● **What you are asked to do**
Identify each line below that contains the word "face", and reproduce every such line in full.

● **Supplied records**
════════════════════

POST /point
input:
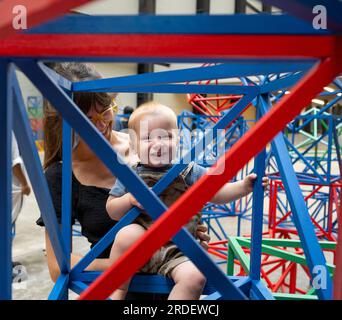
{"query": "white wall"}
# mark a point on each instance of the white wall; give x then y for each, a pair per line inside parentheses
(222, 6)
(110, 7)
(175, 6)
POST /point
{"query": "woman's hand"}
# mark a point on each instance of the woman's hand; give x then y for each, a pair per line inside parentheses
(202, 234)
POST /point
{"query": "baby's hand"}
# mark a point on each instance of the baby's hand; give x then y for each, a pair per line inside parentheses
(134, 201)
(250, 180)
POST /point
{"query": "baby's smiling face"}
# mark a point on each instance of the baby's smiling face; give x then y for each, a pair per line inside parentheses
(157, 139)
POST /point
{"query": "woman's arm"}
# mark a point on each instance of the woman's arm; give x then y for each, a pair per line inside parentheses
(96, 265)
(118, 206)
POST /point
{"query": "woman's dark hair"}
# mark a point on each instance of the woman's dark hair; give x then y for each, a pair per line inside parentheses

════════════════════

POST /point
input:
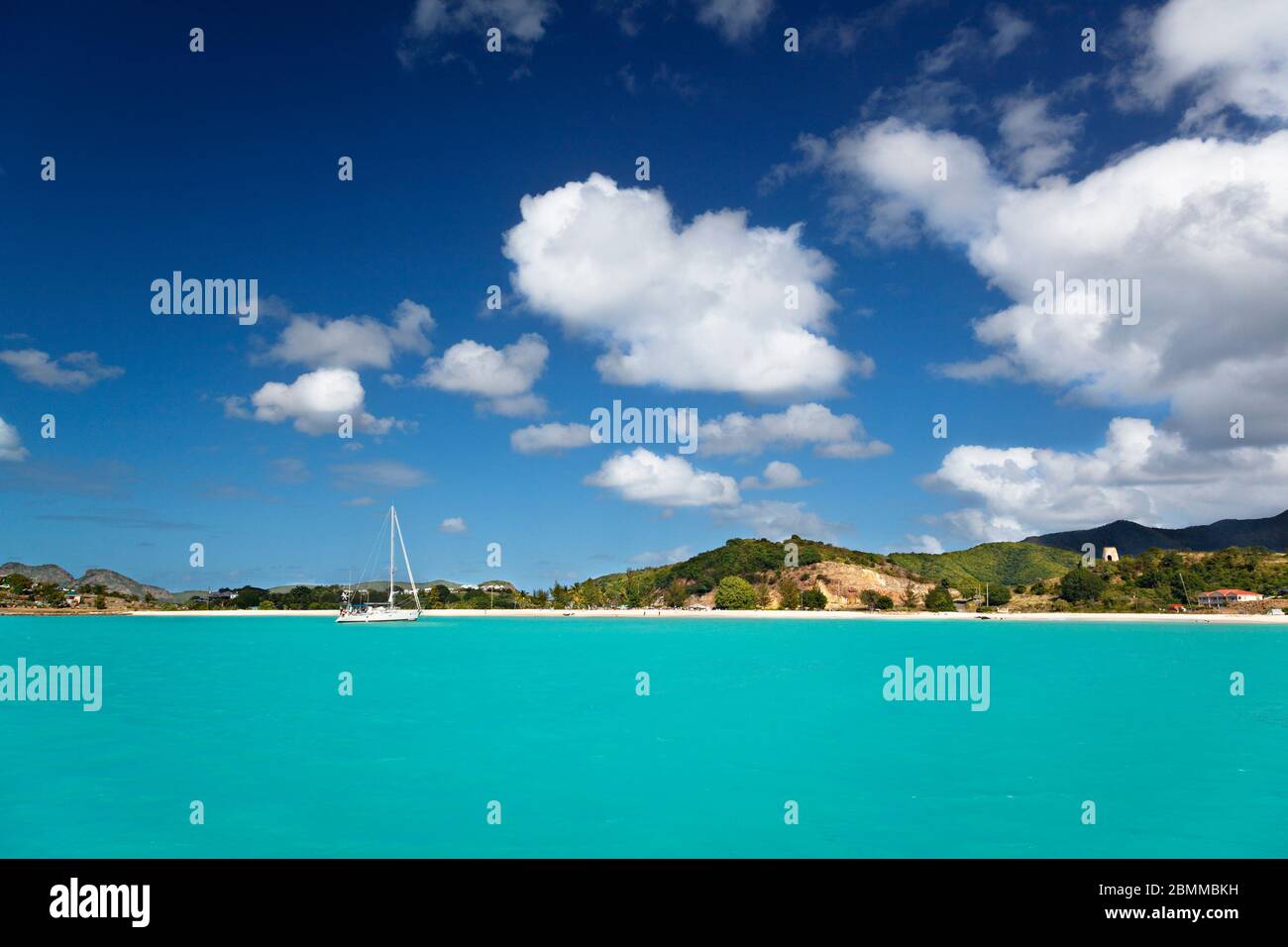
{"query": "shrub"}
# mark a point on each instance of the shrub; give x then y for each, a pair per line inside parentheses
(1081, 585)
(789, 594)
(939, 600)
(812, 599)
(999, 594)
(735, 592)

════════════════════

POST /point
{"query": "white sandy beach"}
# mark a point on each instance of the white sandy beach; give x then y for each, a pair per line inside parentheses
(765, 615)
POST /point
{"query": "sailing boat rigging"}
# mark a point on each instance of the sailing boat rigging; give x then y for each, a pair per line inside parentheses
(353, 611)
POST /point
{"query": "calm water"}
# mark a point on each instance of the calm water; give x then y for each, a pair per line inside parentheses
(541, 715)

════════════════════

● **Written solution**
{"query": "baby's smiling face"}
# mark a point on each instance of the baby's smiling face; give x then y for each, a pair per line inside parentheses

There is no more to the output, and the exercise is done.